▶ [WORK TO DO]
Drop the pictures and extract exactly the lines from the one that contains "Where can you spot the stone arch" through the end of the material.

[Pointing and labeling entries]
● ● ● ● ● ● ●
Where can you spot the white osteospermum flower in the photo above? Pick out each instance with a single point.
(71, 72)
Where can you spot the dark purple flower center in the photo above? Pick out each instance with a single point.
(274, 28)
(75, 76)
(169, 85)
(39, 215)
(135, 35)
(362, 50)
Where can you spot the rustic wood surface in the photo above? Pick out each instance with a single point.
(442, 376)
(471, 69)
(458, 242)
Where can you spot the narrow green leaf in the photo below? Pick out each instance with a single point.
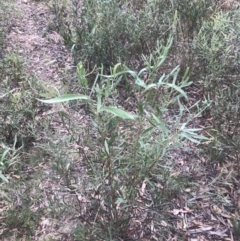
(117, 112)
(3, 177)
(106, 147)
(66, 97)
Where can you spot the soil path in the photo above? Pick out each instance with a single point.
(42, 49)
(45, 56)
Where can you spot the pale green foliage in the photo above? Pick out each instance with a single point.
(122, 150)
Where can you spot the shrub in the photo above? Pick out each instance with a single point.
(126, 160)
(217, 45)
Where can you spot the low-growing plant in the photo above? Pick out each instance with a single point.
(217, 44)
(126, 184)
(107, 32)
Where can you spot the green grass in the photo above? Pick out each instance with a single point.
(146, 138)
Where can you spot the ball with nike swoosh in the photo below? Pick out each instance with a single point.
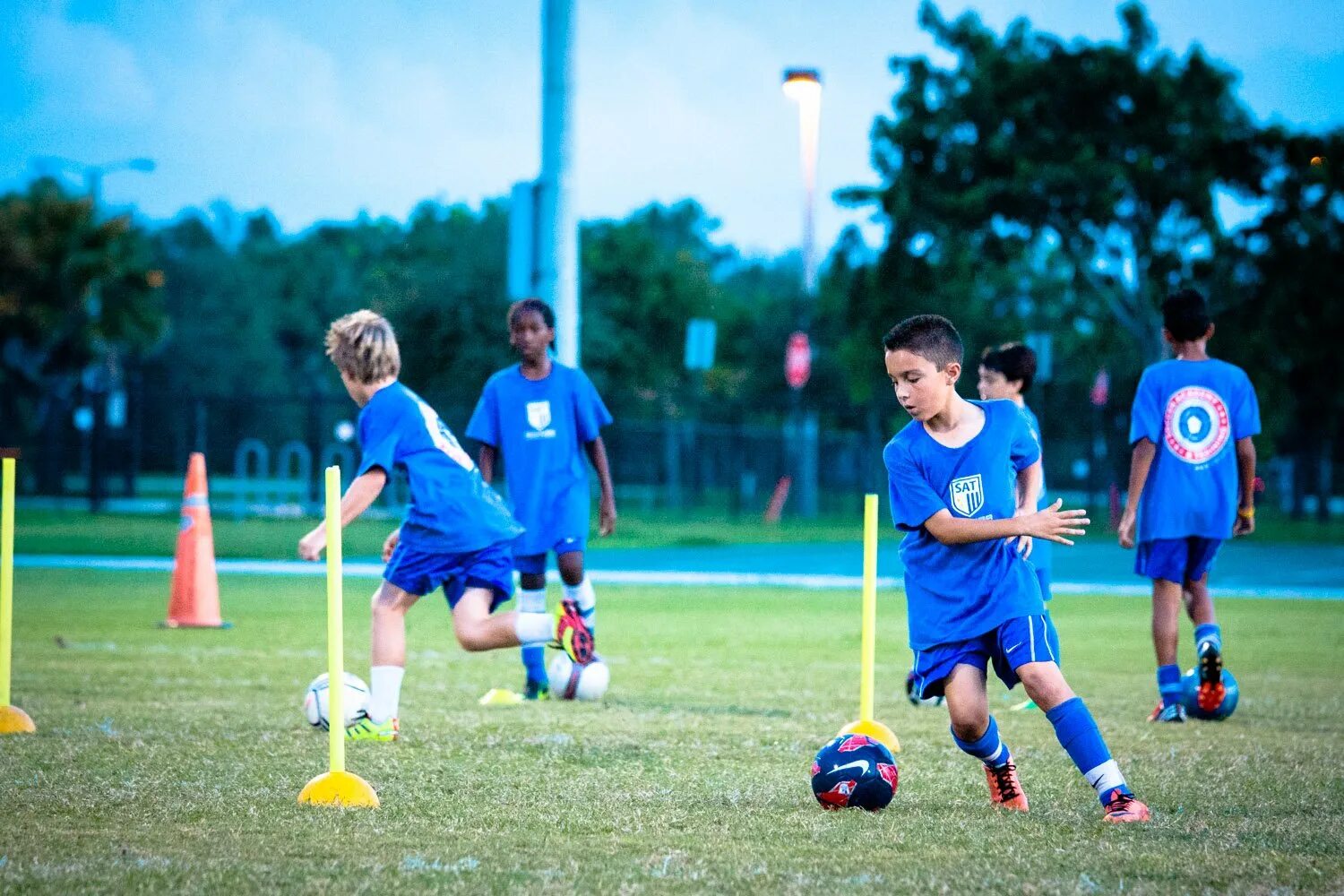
(854, 771)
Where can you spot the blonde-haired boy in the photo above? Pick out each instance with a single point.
(457, 532)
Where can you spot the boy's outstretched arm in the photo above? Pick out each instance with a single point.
(1140, 462)
(1051, 524)
(1029, 495)
(486, 461)
(1245, 487)
(360, 493)
(607, 505)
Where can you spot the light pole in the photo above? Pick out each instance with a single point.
(804, 88)
(102, 379)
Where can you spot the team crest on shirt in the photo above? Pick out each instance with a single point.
(539, 418)
(1196, 425)
(968, 495)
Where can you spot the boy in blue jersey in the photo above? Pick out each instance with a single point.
(1007, 373)
(456, 535)
(964, 479)
(1193, 469)
(542, 418)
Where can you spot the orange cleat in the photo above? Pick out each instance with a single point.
(1004, 788)
(572, 633)
(1211, 691)
(1124, 807)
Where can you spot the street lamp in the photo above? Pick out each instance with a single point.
(804, 88)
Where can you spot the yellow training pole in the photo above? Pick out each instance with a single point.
(13, 719)
(336, 788)
(868, 649)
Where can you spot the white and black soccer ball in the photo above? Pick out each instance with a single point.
(916, 700)
(354, 700)
(573, 681)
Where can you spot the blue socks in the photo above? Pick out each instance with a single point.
(1168, 684)
(1209, 632)
(1081, 739)
(988, 748)
(534, 661)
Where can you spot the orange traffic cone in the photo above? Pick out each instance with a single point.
(195, 587)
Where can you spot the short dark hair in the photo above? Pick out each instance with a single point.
(1013, 360)
(1185, 316)
(537, 306)
(930, 336)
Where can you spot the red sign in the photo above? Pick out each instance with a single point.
(1101, 389)
(797, 360)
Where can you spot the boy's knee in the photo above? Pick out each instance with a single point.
(970, 727)
(470, 637)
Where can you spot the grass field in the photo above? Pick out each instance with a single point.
(171, 761)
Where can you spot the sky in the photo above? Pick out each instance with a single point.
(324, 110)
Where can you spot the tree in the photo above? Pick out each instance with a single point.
(73, 289)
(1284, 317)
(1107, 152)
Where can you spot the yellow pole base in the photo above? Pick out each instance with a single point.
(339, 788)
(875, 729)
(15, 721)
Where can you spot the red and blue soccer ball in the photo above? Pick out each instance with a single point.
(1190, 696)
(854, 771)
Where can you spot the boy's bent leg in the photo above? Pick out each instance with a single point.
(578, 587)
(976, 734)
(531, 598)
(1081, 739)
(476, 629)
(387, 664)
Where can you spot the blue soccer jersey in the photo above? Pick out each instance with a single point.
(452, 509)
(959, 591)
(540, 427)
(1193, 413)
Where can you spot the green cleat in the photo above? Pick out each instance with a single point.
(366, 728)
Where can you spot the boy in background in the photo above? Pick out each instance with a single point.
(1191, 485)
(457, 533)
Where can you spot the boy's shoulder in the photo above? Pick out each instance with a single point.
(502, 375)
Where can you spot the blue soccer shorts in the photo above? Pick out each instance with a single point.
(1012, 643)
(418, 571)
(1176, 559)
(535, 563)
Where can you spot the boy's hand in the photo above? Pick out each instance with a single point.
(1128, 522)
(607, 517)
(1245, 524)
(1054, 524)
(1024, 541)
(390, 544)
(312, 544)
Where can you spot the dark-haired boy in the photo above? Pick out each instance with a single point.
(1193, 466)
(1007, 373)
(964, 477)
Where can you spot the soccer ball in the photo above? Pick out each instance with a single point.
(854, 771)
(1190, 696)
(354, 700)
(916, 700)
(572, 681)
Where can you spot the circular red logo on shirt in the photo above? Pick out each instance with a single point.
(1196, 425)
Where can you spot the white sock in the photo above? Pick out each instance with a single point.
(384, 684)
(530, 600)
(534, 627)
(583, 595)
(1105, 777)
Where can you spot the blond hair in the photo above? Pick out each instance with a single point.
(363, 347)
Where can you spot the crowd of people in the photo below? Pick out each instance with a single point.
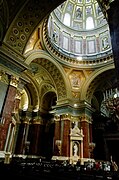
(33, 168)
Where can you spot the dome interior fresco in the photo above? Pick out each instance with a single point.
(79, 29)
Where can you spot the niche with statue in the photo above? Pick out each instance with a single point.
(76, 144)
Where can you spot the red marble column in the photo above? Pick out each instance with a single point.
(36, 137)
(65, 131)
(85, 127)
(22, 137)
(7, 111)
(57, 137)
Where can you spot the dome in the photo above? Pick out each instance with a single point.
(78, 28)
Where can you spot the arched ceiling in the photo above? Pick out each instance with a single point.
(78, 29)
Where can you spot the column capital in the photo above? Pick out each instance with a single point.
(14, 81)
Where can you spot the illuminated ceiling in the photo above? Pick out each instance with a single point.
(78, 28)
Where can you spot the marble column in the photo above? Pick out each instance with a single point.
(57, 136)
(36, 136)
(7, 110)
(22, 134)
(65, 131)
(113, 21)
(85, 127)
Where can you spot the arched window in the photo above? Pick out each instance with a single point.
(67, 19)
(89, 23)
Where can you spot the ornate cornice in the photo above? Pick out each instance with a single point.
(96, 61)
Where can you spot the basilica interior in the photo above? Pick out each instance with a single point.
(59, 72)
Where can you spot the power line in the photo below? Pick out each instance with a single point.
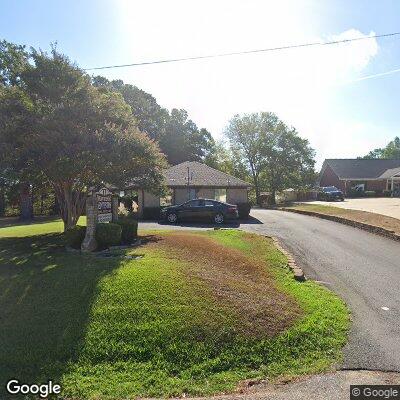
(295, 46)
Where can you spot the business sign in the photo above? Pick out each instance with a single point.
(104, 205)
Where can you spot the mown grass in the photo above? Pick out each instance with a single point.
(112, 328)
(12, 227)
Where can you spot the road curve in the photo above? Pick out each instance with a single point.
(363, 268)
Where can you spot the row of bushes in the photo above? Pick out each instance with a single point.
(153, 213)
(124, 231)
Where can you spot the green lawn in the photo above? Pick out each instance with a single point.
(11, 227)
(113, 328)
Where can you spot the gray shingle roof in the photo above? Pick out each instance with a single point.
(200, 175)
(390, 172)
(360, 168)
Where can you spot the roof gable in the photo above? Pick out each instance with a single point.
(200, 175)
(360, 168)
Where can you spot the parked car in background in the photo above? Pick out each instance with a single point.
(200, 210)
(330, 193)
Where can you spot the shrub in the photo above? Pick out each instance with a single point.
(129, 229)
(151, 212)
(387, 193)
(74, 236)
(244, 210)
(108, 234)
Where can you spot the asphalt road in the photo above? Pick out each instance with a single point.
(363, 268)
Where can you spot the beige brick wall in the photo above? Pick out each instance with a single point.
(206, 193)
(180, 195)
(236, 195)
(146, 199)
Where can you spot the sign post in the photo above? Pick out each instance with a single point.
(101, 207)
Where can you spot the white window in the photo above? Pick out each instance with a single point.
(167, 199)
(193, 194)
(220, 195)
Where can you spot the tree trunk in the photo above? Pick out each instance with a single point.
(71, 202)
(273, 197)
(26, 206)
(256, 184)
(2, 203)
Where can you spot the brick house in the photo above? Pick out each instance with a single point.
(191, 180)
(375, 175)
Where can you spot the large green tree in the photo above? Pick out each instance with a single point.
(276, 156)
(391, 151)
(14, 59)
(72, 134)
(178, 136)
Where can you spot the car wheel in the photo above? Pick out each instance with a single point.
(172, 218)
(218, 218)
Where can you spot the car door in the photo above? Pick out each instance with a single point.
(209, 209)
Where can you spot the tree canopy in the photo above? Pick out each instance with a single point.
(391, 151)
(178, 136)
(275, 155)
(57, 124)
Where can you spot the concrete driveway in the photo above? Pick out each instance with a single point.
(363, 268)
(382, 205)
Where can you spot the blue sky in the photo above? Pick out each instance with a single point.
(316, 90)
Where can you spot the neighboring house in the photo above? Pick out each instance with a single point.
(191, 180)
(375, 175)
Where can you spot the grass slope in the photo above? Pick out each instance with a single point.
(117, 328)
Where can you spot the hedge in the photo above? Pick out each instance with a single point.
(108, 234)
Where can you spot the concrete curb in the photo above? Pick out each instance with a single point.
(361, 225)
(298, 273)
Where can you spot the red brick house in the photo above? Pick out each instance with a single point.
(377, 174)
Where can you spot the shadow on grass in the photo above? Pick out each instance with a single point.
(45, 300)
(6, 222)
(227, 224)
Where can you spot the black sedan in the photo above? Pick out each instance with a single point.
(201, 210)
(330, 193)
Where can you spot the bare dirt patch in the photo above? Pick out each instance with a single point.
(237, 281)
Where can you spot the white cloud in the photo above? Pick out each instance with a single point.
(300, 85)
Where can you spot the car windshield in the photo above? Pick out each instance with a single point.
(330, 189)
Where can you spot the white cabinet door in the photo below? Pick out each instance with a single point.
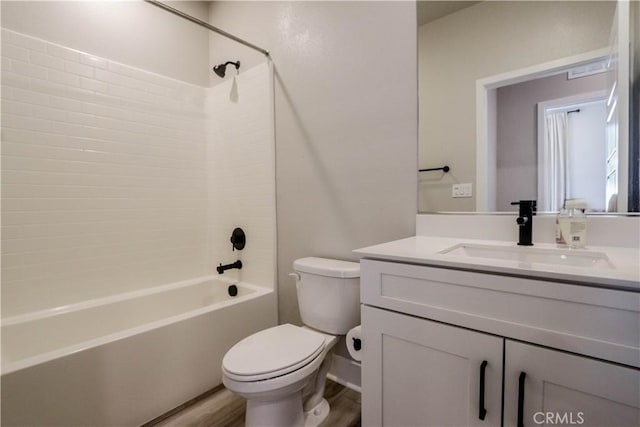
(561, 388)
(417, 372)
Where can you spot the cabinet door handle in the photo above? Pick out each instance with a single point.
(482, 411)
(521, 399)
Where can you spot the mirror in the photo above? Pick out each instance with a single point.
(492, 75)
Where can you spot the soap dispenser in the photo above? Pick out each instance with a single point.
(571, 224)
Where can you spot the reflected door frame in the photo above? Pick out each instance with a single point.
(486, 124)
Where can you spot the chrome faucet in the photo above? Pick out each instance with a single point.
(525, 221)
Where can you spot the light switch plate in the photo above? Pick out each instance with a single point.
(462, 190)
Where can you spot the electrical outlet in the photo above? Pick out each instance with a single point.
(462, 190)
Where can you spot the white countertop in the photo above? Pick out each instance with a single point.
(624, 274)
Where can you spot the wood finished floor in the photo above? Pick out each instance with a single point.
(224, 409)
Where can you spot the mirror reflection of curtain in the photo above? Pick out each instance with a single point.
(554, 166)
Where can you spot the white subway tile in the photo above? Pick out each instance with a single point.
(80, 69)
(64, 78)
(94, 85)
(46, 60)
(14, 52)
(26, 42)
(64, 53)
(94, 61)
(15, 80)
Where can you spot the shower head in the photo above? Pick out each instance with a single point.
(221, 69)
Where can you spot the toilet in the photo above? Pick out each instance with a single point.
(281, 371)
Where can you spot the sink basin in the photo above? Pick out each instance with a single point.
(566, 257)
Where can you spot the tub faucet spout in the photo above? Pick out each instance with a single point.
(222, 268)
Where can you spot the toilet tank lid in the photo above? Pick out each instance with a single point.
(327, 267)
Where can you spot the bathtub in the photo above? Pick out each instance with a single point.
(126, 359)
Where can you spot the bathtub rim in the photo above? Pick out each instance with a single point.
(94, 302)
(257, 291)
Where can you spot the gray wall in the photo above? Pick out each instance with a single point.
(489, 38)
(517, 118)
(346, 122)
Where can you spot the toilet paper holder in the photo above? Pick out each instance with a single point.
(357, 344)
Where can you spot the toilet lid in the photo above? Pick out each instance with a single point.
(272, 352)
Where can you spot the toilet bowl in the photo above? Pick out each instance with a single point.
(281, 371)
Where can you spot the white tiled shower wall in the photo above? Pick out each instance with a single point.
(104, 177)
(241, 171)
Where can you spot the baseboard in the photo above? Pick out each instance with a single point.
(346, 372)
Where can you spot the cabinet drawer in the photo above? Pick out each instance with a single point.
(602, 323)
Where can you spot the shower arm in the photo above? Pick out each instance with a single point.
(206, 25)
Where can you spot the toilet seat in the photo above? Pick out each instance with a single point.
(272, 353)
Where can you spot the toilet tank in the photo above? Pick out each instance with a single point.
(328, 294)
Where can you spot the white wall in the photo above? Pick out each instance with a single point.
(517, 129)
(346, 133)
(486, 39)
(130, 32)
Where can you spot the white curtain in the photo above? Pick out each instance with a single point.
(554, 166)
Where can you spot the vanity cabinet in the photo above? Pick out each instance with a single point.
(567, 354)
(421, 372)
(553, 387)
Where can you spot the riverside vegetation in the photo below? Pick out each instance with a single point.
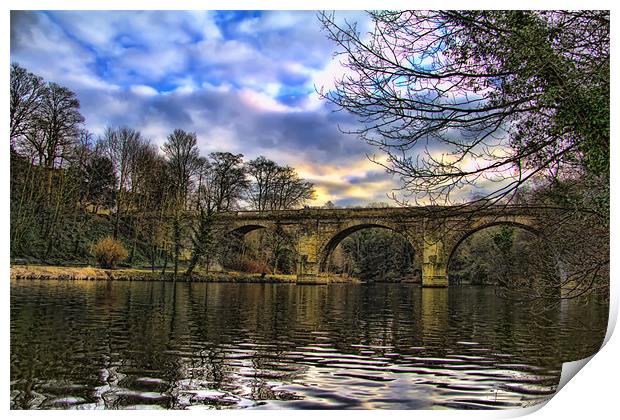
(71, 190)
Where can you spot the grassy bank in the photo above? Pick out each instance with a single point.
(46, 272)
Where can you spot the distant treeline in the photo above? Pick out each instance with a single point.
(70, 188)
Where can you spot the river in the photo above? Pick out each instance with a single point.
(105, 344)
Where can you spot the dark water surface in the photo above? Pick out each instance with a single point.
(81, 344)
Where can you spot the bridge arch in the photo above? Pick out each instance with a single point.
(525, 225)
(335, 239)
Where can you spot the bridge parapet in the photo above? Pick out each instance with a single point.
(433, 231)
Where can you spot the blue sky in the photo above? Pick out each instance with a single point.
(244, 81)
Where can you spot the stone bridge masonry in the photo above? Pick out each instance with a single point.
(434, 232)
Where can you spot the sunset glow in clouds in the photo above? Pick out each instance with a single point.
(244, 81)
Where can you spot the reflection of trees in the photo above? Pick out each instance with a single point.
(244, 340)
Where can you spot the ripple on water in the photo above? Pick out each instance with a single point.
(139, 345)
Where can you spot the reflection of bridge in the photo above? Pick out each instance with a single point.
(434, 232)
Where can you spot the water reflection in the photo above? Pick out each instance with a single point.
(160, 345)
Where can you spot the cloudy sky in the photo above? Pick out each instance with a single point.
(243, 81)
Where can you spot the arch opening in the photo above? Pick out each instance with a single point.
(510, 255)
(370, 253)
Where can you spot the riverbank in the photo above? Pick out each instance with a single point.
(46, 272)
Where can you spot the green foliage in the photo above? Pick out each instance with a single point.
(109, 252)
(374, 255)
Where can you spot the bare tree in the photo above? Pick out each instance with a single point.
(459, 98)
(505, 106)
(182, 155)
(121, 146)
(276, 187)
(223, 183)
(26, 92)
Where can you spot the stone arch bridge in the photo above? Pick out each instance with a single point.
(434, 232)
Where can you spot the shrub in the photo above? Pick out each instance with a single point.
(109, 251)
(248, 265)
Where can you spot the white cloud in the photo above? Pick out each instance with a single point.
(143, 90)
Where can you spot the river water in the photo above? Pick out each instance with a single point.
(97, 344)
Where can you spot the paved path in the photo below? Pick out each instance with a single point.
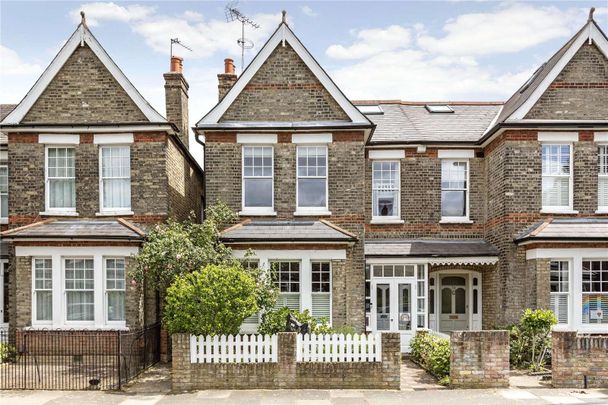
(312, 397)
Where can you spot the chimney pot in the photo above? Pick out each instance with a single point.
(228, 66)
(176, 64)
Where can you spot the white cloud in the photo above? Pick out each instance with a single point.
(511, 28)
(370, 42)
(205, 37)
(12, 65)
(308, 11)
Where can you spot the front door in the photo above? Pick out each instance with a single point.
(453, 303)
(393, 307)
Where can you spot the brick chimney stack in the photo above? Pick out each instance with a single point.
(226, 79)
(176, 97)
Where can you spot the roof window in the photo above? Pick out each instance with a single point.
(439, 108)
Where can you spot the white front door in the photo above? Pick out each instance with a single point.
(394, 307)
(454, 306)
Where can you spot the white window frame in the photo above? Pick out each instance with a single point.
(602, 209)
(47, 188)
(304, 211)
(118, 210)
(252, 211)
(35, 293)
(4, 220)
(379, 219)
(559, 209)
(106, 290)
(466, 217)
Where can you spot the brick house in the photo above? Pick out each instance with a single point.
(396, 216)
(91, 167)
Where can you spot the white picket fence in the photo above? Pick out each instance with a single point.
(339, 348)
(234, 349)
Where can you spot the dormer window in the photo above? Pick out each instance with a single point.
(439, 108)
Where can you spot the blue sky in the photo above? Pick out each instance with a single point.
● ● ● ● ● ● ●
▶ [COMPLETED TASK]
Where can you spot the stone arch bridge in the photo above? Pick out each instance with a single point.
(434, 232)
Where can you spot the shrub in the photo above? Pick out each instance with a single point.
(109, 251)
(248, 265)
Where can you spot the white cloud in the photo above? Pick out each instance with a single point.
(143, 90)
Where can you spot the river water in the photo above? Pick out each instance with a single point.
(97, 344)
Where can you spot the paved path in the photo below? Pick out each instance with a single point.
(312, 397)
Where can you spot the chimney pot in the photo above? Pick out each instance with a single point.
(228, 66)
(176, 64)
Where can you spot the white cloud in the photo above? Pick out each instance with a single point.
(511, 28)
(370, 42)
(205, 37)
(12, 65)
(308, 11)
Where can you spot the front door in the photo above? Pick out each instance with a single point.
(453, 303)
(393, 307)
Where can you spot the brick chimney stack in the photo above? Pick out each instance with a single point.
(226, 79)
(176, 97)
Where can you spot the roof window in the photo above? Pick out each instance with a single point.
(439, 108)
Where can you spot the white front door in the photo above? Pick out each instance with a single point.
(394, 307)
(454, 306)
Where can you spot the white window frame in the photo above? Pick out each instance with a single point.
(602, 209)
(47, 188)
(304, 211)
(118, 210)
(252, 211)
(35, 293)
(4, 220)
(379, 219)
(559, 209)
(106, 290)
(466, 217)
Where can you spot the brick house in the photo above? Pick out each instance with a single point.
(396, 216)
(91, 167)
Where can you spot the white picket fence in the photo above? Pick out each instance with a single point.
(339, 348)
(234, 349)
Where can you spot the dormer window in the photo above? Pick out each instance with a single point.
(439, 108)
Where can you spot the blue sky in the photo above? Pick out each instance with a single point.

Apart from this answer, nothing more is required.